I ran a leadership workshop for some law students and lived to tell the tale.

And it’s a good tale, I think.

Our law school like, I suspect, many law schools, talks a lot about producing leaders for the legal profession and beyond.  But as a school, we don’t do anything to teach our students how to be or to become leaders.  Again, I suspect that mine is not the only law school to suffer from a “leadership education deficit,” or LED.  One might question whether leadership development is the sort of thing that law schools should do.  I don’t; I think that leadership development should be part of all professional education — even that it should be part of all education, period.  Judging from the posters that I see on college campuses, I’m not alone.  In the context of law schools in particular, I’m not alone.  Deborah Rhode and Amanda Packel from Stanford recently published a set of materials on leadership for legal educators. The book is called “Leadership: Law, Policy, and Management,” and you can buy it from Aspen.

When I ran my leadership workshop, I didn’t use that book.  It is a book about leadership — theories of leadership, problems and challenges facing leaders, and illustrations from the lives of leaders past and present — but not a book on how to lead, or to be a leader.  It is a solid, well-constructed, thoughtful, and suitably broad tome that covers leadership like few teaching texts do, and for the benefit of law students, it covers leadership in a style and a format that law students are familiar with.  Some primary or secondary reading, then some questions, then a hypothetical problem or two.  But no one will come away from the text, or from a course based on the text, inspired to find that they have a basic toolkit for leading an organization or a group.  The book won’t enable them — here’s my working definition of leadership — to identify and share a vision, and inspire others to participate in making that vision a reality.

What I was trying to do, in other words, was (and is) to give a group of students precisely that kind of leadership toolkit.  There is a ton of leadership literature out there to explore; the exploration can come later.

For new lawyers who anticipate marching off to a law office somewhere and executing instructions faithfully on behalf of senior lawyers and clients, “developing a vision and inspiring others to share and participate in making that vision a reality” is not the sort of thing that sounds relevant.  But scale that idea up, then scale it down, from large enterprises to an enterprise of one, and it starts to take shape as a potential piece of a lawyer’s personal and professional paths.

That was my intuition, anyway, and over the course of a morning with a small group of students I got enough positive reinforcement that I’m inclined to pursue the workshop idea again.  The workshop came about because again this year, I was solicited by our school’s public interest student organization to donate something to the annual auction.  Most of my colleagues donate dinners or rounds of golf or something else that’s fun and social.  I offered a leadership workshop, which I regarded as fun and social and … useful.  I don’t know what the auction price was, but let us assume that my colleagues who offered to bowl with students generated more money for the public interest fellows.  At least the students who bought the workshop got a visit to my house (nothing fun there), and some fruit and homemade pastries for breakfast (that counted for something, I think).

I’ll skip over the details of the session itself but would be happy to share offline with law faculty who’d like to pursue something similar.  In broad outline, seven students spent the morning with me, sharing stories of their own leadership experiences and challenges, listening to me share mine, and watching and deconstructing some well-chosen film clips — some fiction, some not.  There was homework.  Before the workshop, each of the students was given a copy of Jim Collins’s Good to Great, a book that has more than its share of B-school management jargon but, if used in the right way and with the right additional material, that is a highly thought-provoking and effective tool for getting people to see themselves in a different light.  And that was the goal of the morning:  to get the students to think of themselves in new ways, both in the short term (say, relative to roles in student organizations) and in the longer term (say, relative to other volunteer engagement or career development).

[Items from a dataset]
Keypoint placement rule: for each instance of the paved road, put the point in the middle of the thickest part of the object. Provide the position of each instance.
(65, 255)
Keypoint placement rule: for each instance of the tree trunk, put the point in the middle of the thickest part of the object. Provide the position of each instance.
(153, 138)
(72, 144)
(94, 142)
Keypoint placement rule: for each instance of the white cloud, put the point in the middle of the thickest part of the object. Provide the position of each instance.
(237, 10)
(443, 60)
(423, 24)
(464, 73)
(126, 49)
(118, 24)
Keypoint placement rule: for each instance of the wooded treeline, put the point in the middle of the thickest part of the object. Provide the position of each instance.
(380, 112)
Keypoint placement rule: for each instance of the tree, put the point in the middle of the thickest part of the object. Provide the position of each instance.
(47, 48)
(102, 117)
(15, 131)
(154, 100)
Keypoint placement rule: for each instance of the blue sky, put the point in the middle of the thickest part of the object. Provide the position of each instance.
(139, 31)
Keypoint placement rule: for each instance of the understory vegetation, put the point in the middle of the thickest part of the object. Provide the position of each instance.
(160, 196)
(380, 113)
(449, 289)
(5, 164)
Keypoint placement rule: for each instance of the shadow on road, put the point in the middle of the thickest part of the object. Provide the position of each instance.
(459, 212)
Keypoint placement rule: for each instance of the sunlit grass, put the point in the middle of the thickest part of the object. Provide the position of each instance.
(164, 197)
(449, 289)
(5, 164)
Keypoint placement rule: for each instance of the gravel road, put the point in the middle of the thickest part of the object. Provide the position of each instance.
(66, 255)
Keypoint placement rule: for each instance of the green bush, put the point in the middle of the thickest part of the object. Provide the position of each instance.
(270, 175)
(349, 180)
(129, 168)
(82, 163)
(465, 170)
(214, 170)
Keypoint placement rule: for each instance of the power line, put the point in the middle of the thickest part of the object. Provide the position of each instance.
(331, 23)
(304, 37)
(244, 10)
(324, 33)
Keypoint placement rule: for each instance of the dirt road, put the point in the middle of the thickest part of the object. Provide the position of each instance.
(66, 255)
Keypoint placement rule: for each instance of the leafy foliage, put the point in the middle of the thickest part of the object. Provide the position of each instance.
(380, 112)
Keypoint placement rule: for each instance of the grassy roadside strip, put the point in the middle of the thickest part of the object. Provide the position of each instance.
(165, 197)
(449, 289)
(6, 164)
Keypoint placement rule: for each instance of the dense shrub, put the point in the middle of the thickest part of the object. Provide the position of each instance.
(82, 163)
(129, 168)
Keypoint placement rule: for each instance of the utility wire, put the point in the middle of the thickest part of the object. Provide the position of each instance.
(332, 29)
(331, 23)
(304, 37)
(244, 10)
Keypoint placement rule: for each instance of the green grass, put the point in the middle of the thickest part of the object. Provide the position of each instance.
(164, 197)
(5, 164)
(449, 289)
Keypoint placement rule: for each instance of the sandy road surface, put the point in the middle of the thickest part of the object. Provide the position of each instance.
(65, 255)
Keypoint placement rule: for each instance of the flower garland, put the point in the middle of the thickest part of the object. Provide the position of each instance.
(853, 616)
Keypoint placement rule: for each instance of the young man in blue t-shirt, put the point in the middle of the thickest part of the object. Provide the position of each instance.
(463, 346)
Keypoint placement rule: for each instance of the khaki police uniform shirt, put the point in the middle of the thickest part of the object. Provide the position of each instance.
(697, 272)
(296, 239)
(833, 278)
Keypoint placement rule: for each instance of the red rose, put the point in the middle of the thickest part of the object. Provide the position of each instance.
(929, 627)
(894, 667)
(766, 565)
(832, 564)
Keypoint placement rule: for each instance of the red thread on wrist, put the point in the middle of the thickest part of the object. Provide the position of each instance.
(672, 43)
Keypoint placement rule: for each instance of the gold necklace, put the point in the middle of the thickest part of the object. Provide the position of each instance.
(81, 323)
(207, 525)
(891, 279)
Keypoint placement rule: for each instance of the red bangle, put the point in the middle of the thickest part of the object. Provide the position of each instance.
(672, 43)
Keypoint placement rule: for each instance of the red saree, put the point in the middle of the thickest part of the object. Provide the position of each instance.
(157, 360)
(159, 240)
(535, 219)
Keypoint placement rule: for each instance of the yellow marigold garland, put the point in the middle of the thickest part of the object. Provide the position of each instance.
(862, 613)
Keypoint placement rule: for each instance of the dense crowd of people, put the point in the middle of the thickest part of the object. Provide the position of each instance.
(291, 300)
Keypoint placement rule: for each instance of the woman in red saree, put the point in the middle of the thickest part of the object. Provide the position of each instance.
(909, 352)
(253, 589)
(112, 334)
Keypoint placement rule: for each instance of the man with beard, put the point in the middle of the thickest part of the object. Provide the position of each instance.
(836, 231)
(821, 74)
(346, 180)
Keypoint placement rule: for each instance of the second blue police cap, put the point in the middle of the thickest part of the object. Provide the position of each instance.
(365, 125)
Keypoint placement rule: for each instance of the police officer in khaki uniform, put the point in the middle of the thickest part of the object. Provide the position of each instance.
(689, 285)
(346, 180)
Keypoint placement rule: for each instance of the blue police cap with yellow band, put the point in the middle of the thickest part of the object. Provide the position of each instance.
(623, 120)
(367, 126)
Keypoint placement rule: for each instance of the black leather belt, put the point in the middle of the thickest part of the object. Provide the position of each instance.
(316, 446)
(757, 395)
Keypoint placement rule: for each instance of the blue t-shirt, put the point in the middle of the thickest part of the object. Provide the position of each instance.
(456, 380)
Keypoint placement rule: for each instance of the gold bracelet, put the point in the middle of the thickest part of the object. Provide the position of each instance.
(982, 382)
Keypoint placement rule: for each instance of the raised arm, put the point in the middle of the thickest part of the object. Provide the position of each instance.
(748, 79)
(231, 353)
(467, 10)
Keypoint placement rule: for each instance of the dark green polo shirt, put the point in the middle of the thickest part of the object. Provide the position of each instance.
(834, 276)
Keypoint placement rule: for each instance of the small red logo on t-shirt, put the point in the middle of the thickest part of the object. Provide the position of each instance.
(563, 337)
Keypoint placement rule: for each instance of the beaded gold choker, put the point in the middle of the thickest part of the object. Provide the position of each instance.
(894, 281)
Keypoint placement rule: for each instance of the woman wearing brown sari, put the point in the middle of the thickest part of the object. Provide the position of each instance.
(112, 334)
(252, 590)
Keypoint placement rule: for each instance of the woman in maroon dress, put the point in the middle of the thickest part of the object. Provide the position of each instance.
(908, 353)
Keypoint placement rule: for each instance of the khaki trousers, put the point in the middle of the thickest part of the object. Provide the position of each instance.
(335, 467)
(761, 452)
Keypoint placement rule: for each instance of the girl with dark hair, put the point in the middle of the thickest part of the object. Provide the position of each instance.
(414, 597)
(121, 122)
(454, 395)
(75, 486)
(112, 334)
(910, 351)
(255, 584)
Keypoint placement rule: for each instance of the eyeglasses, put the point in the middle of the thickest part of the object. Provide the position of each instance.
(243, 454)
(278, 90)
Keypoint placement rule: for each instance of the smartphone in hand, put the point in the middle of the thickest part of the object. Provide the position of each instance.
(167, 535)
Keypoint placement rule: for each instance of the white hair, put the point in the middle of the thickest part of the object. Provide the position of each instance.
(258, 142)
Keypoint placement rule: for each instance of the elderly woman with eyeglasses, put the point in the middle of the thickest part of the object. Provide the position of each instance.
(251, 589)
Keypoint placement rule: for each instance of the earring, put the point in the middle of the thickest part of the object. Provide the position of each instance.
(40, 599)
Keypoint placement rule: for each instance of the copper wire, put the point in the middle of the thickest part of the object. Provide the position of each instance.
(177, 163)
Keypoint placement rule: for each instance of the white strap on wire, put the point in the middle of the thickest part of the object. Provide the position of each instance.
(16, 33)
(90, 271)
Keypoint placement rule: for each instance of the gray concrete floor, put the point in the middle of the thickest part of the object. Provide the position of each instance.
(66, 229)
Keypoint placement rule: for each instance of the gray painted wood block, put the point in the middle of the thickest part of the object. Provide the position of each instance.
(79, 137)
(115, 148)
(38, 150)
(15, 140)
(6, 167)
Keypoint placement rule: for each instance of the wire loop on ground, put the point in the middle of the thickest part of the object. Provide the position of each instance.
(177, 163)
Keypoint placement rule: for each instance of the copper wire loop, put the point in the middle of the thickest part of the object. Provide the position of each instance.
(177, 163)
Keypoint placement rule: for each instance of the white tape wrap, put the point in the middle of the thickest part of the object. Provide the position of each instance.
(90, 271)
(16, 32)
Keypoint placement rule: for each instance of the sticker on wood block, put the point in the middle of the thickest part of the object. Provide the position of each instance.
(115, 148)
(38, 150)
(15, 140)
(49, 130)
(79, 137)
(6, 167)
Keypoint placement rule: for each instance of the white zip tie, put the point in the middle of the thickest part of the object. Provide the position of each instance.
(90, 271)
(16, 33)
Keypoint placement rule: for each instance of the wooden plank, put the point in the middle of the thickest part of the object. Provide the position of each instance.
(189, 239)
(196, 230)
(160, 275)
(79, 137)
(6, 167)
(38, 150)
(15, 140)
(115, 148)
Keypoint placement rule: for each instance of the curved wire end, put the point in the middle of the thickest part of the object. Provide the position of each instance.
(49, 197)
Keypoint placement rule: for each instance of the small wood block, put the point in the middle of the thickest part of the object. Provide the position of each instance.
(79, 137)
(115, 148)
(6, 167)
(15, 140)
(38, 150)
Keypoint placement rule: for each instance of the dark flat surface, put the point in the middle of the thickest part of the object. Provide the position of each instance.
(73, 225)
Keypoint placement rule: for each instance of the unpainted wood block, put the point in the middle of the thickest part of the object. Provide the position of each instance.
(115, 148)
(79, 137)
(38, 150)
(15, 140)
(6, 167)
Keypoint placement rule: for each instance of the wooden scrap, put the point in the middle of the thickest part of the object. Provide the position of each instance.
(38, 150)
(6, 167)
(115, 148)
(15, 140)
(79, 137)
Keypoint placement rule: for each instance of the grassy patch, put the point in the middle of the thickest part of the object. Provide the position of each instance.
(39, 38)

* Tasks:
**A.** Answer these about the leadership workshop text above:
(i) Who published a set of leadership materials for legal educators?
(ii) How many students spent the morning at the workshop?
(iii) What book was each student given before the workshop?
**B.** From the leadership workshop text, output word for word the part that opens with the words containing "That was my" and closes with "something, I think).".

* Response list:
**A.**
(i) Deborah Rhode and Amanda Packel from Stanford
(ii) Seven
(iii) Jim Collins's Good to Great

**B.**
That was my intuition, anyway, and over the course of a morning with a small group of students I got enough positive reinforcement that I’m inclined to pursue the workshop idea again.  The workshop came about because again this year, I was solicited by our school’s public interest student organization to donate something to the annual auction.  Most of my colleagues donate dinners or rounds of golf or something else that’s fun and social.  I offered a leadership workshop, which I regarded as fun and social and … useful.  I don’t know what the auction price was, but let us assume that my colleagues who offered to bowl with students generated more money for the public interest fellows.  At least the students who bought the workshop got a visit to my house (nothing fun there), and some fruit and homemade pastries for breakfast (that counted for something, I think).